=== Passage to read ===
Thursday 27 September 2012

Forgive me Father (and Mother), for I have sinned.

The Daughter is going through a bit of a phase of fibbing and taking things (sweets mainly, poor deprived little bean that she is). Nothing serious, and I know it's all perfectly normal. But I take a lot of stock in the truth, having been told a million lies by some people I've been unfortunate enough to meet along life's winding roads, so I am trying to teach her the value of honesty.  Of course, I'm merely human and have fallen foul of my principles on occasion (mainly while I was an impressionable youngster) and am seizing this opportunity to unburden my conscience.

Many lies are borne out of fear - of embarrassment, of getting into trouble, of having your pocket money stopped to pay for a replacement glass coffee table... Yes Mum. When I said I'd tripped over the cat and fallen onto the glass topped coffee table, I actually sat on it whilst drunk and broke it. And yes, I know I was lucky not to rip my bumcheeks to shreds. Sorry.
=== Excerpted records ===
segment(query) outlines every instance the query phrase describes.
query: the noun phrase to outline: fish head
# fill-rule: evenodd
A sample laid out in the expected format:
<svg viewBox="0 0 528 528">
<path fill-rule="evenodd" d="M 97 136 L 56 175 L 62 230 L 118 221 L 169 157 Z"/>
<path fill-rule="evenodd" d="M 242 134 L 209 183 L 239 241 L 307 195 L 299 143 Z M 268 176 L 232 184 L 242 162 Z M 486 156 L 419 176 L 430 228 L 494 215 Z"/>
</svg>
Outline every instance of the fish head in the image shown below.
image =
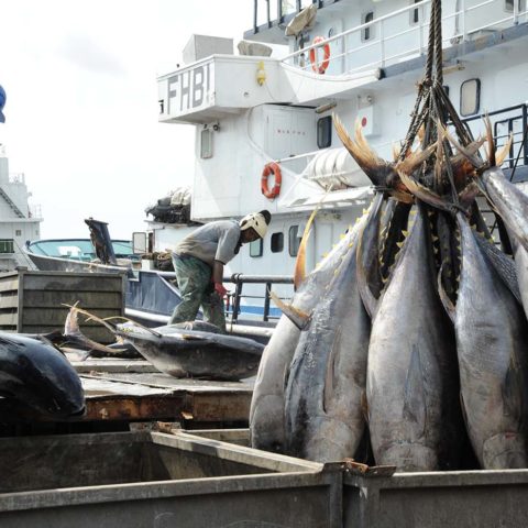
===
Parts of the exercise:
(1) In the blog post about fibbing, how did the coffee table actually get broken?
(2) Carry on the blog post about fibbing from where it stops.

Responses in order:
(1) The writer sat on it while drunk.

(2)
I'm also sorry for smoking out of my bedroom window and using a glass to keep my fag-ends in behind the curtain. And for throwing the glass onto the flat roof of the kitchen in a panic when I thought I was going to get caught. And for having to climb out of my window, onto the flat roof and picking up all the fag butts when there was no-one in the house.

I'm sorry for stealing a pound, buying some microwave popcorn and Smash Hits, and storing it in the outside toilet. (Not actually IN the outside toilet, that would have rendered both rather unuseable). Similarly, I'm sorry for stealing a Caramac from the newsagents, and smuggling it out in the sleeve of my coat. That was the extent of my light-fingeredness, so please don't have me down as nowt but a common feef.

I'm sorry for using my friend Jessica as an excuse for being out all night at a 'barbecue' when I was actually downtown drinking, or at house parties (also drinking). And I apologise for saying I had food poisoning from said 'barbecues' when I was, in fact, talking to God on the big white telephone courtesy of a bottle of Mad Dog 20/20.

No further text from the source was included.